Provided data Start Marker

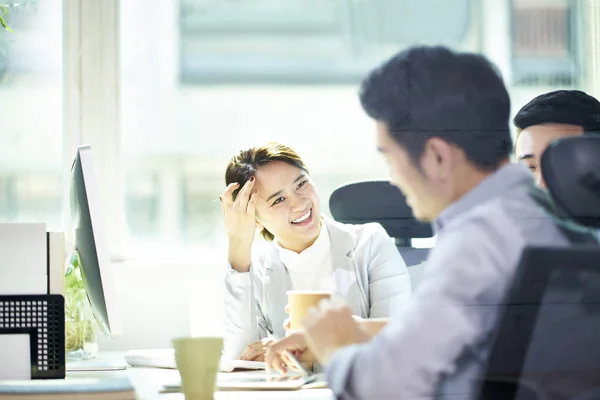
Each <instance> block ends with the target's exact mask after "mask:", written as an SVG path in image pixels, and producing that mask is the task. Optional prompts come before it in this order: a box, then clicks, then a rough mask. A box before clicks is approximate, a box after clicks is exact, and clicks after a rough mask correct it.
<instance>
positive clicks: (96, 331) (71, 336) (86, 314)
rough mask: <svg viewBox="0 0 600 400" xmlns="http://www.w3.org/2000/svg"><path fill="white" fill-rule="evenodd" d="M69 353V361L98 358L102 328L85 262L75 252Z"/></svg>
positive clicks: (68, 298)
mask: <svg viewBox="0 0 600 400" xmlns="http://www.w3.org/2000/svg"><path fill="white" fill-rule="evenodd" d="M65 350H66V356H67V360H85V359H88V358H93V357H95V356H96V355H97V354H98V325H97V322H96V320H95V318H94V315H93V313H92V307H91V305H90V301H89V299H88V296H87V292H86V290H85V286H84V283H83V276H82V269H81V259H80V258H79V253H77V251H73V253H72V255H71V257H70V258H69V262H68V263H67V266H66V273H65Z"/></svg>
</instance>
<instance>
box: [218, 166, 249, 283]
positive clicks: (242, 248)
mask: <svg viewBox="0 0 600 400" xmlns="http://www.w3.org/2000/svg"><path fill="white" fill-rule="evenodd" d="M254 182H255V178H254V177H252V178H250V180H248V182H246V184H244V186H243V187H242V189H241V190H240V191H239V192H238V194H237V196H236V199H235V200H234V199H233V192H234V191H235V190H236V189H237V188H238V187H239V184H238V183H231V184H229V185H228V186H227V188H225V191H224V192H223V194H222V195H221V197H220V199H221V209H222V211H223V219H224V220H225V229H226V231H227V236H228V237H229V263H230V264H231V266H232V268H234V269H235V270H238V271H240V272H247V271H248V270H249V268H250V262H251V256H250V252H251V248H252V241H253V240H254V235H255V233H256V200H257V199H258V192H257V190H256V189H254Z"/></svg>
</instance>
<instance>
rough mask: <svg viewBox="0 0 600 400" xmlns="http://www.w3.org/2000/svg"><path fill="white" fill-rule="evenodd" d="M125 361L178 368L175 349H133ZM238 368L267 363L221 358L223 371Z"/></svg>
mask: <svg viewBox="0 0 600 400" xmlns="http://www.w3.org/2000/svg"><path fill="white" fill-rule="evenodd" d="M125 361H127V363H128V364H129V365H131V366H132V367H149V368H167V369H177V365H176V363H175V354H174V352H173V349H157V350H132V351H130V352H128V353H127V354H126V355H125ZM236 369H245V370H262V369H266V364H265V363H264V362H260V361H245V360H224V359H222V360H221V367H220V370H221V372H231V371H233V370H236Z"/></svg>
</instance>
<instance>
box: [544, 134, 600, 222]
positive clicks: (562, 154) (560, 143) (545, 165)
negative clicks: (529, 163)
mask: <svg viewBox="0 0 600 400" xmlns="http://www.w3.org/2000/svg"><path fill="white" fill-rule="evenodd" d="M541 167H542V174H543V177H544V181H545V182H546V186H547V187H548V191H549V192H550V194H551V195H552V198H553V199H554V201H555V202H556V204H557V205H558V206H559V207H560V208H562V209H563V210H564V211H565V213H566V214H567V216H568V217H569V218H571V219H573V220H574V221H576V222H578V223H580V224H582V225H586V226H589V227H594V228H600V134H585V135H582V136H577V137H569V138H564V139H560V140H557V141H555V142H553V143H552V144H550V146H548V148H547V149H546V151H545V152H544V154H543V155H542V160H541Z"/></svg>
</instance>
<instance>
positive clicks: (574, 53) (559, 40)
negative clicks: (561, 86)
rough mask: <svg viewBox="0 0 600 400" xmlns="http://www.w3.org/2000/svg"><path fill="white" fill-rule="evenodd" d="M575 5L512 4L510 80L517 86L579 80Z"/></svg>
mask: <svg viewBox="0 0 600 400" xmlns="http://www.w3.org/2000/svg"><path fill="white" fill-rule="evenodd" d="M576 4H577V2H574V1H570V0H554V1H539V0H537V1H536V0H513V1H512V39H513V40H512V42H513V51H512V53H513V54H512V55H513V77H514V80H515V83H516V84H519V85H536V84H546V85H567V86H577V85H578V84H579V83H580V81H581V80H582V71H581V69H580V64H581V63H580V59H579V57H580V52H581V50H580V48H581V44H580V40H579V35H578V28H579V22H578V21H579V20H580V19H579V18H577V16H576V13H577V12H578V9H577V7H576Z"/></svg>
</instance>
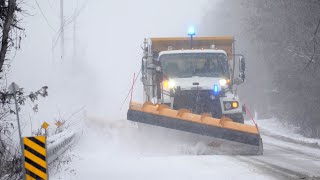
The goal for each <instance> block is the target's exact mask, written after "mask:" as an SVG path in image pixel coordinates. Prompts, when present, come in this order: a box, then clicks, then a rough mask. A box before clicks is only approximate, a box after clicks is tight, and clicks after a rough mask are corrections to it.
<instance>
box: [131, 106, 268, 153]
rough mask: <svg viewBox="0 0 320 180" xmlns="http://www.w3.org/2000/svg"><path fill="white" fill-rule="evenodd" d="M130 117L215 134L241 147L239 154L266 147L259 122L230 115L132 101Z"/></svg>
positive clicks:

Provided data End Marker

Task description:
Could you reproduce the listing above without the pictures, swapping every "rough mask" for "coarse mask" and leaving everything else unchanged?

Answer to the problem:
Each <instance> block ends with the target's exact mask after "mask:", written as an SVG path in image pixels, and producing that mask is the task. Optional prompts come before it in this order: a box, then clicks, then a coarse mask. A box before clicks is approximate, a box after clicks is exact, and clicks after a coarse mask correct it.
<instance>
positive clicks: (96, 331) (71, 336) (86, 314)
coarse mask: <svg viewBox="0 0 600 400" xmlns="http://www.w3.org/2000/svg"><path fill="white" fill-rule="evenodd" d="M69 353V361L98 358L102 328L85 262L75 252Z"/></svg>
positive clicks: (68, 298)
mask: <svg viewBox="0 0 600 400" xmlns="http://www.w3.org/2000/svg"><path fill="white" fill-rule="evenodd" d="M65 350H66V356H67V360H85V359H88V358H93V357H95V356H96V355H97V354H98V325H97V322H96V320H95V318H94V315H93V313H92V307H91V305H90V301H89V299H88V296H87V292H86V290H85V286H84V283H83V276H82V269H81V259H80V258H79V253H77V251H73V253H72V255H71V257H70V258H69V262H68V263H67V266H66V273H65Z"/></svg>
</instance>
<instance>
box: [218, 166, 249, 283]
positive clicks: (242, 248)
mask: <svg viewBox="0 0 600 400" xmlns="http://www.w3.org/2000/svg"><path fill="white" fill-rule="evenodd" d="M254 182H255V178H254V177H252V178H250V180H248V182H246V184H244V186H243V187H242V189H241V190H240V191H239V192H238V194H237V196H236V199H235V200H234V199H233V192H234V191H235V190H236V189H237V188H238V187H239V184H238V183H231V184H229V185H228V186H227V188H225V191H224V192H223V194H222V195H221V197H220V199H221V209H222V211H223V219H224V220H225V229H226V231H227V236H228V237H229V263H230V264H231V266H232V268H234V269H235V270H238V271H240V272H247V271H248V270H249V268H250V262H251V256H250V252H251V248H252V241H253V240H254V235H255V233H256V200H257V199H258V192H257V190H256V189H254Z"/></svg>
</instance>
<instance>
coarse mask: <svg viewBox="0 0 600 400" xmlns="http://www.w3.org/2000/svg"><path fill="white" fill-rule="evenodd" d="M125 361L178 368L175 349H133ZM238 368L267 363L221 358L223 371Z"/></svg>
mask: <svg viewBox="0 0 600 400" xmlns="http://www.w3.org/2000/svg"><path fill="white" fill-rule="evenodd" d="M125 361H127V363H128V364H129V365H131V366H132V367H149V368H167V369H177V365H176V363H175V354H174V352H173V349H157V350H132V351H130V352H128V353H127V354H126V355H125ZM236 369H245V370H262V369H266V364H265V363H264V362H260V361H245V360H224V359H222V360H221V367H220V370H221V372H231V371H233V370H236Z"/></svg>
</instance>
<instance>
box: [544, 134, 600, 222]
positive clicks: (562, 154) (560, 143) (545, 165)
negative clicks: (529, 163)
mask: <svg viewBox="0 0 600 400" xmlns="http://www.w3.org/2000/svg"><path fill="white" fill-rule="evenodd" d="M541 167H542V174H543V177H544V181H545V182H546V186H547V187H548V191H549V192H550V194H551V195H552V198H553V199H554V201H555V202H556V204H557V205H558V206H559V207H560V208H562V209H563V210H564V211H565V213H566V214H567V216H568V217H569V218H571V219H573V220H574V221H576V222H578V223H580V224H582V225H586V226H589V227H594V228H600V134H585V135H582V136H577V137H569V138H564V139H560V140H557V141H555V142H553V143H552V144H550V146H548V148H547V149H546V151H545V152H544V154H543V155H542V160H541Z"/></svg>
</instance>
<instance>
positive clicks: (574, 53) (559, 40)
negative clicks: (561, 86)
coarse mask: <svg viewBox="0 0 600 400" xmlns="http://www.w3.org/2000/svg"><path fill="white" fill-rule="evenodd" d="M575 5L512 4L510 80L517 86L579 80Z"/></svg>
mask: <svg viewBox="0 0 600 400" xmlns="http://www.w3.org/2000/svg"><path fill="white" fill-rule="evenodd" d="M576 4H577V2H574V1H570V0H554V1H539V0H537V1H536V0H513V1H512V39H513V40H512V42H513V51H512V53H513V54H512V55H513V77H514V80H515V83H516V84H519V85H536V84H546V85H567V86H577V85H578V84H579V83H580V81H581V80H582V71H581V69H580V64H581V63H580V59H579V57H580V52H581V50H580V48H581V44H580V40H579V35H578V28H579V22H578V21H579V20H580V19H579V18H577V16H576V13H577V12H578V9H577V7H576Z"/></svg>
</instance>
The goal for each <instance> block is the target's exact mask, written after "mask:" as an SVG path in image pixel coordinates. Prompts, when present, come in this order: a box, then clicks, then a coarse mask. A box before clicks is only approximate, a box after clicks is tight, and clicks after a coarse mask are corrections to it.
<instance>
box: [131, 106, 268, 153]
coarse mask: <svg viewBox="0 0 320 180" xmlns="http://www.w3.org/2000/svg"><path fill="white" fill-rule="evenodd" d="M130 117L215 134L241 147L239 154L266 147L259 122L230 115L132 101Z"/></svg>
positive clicks:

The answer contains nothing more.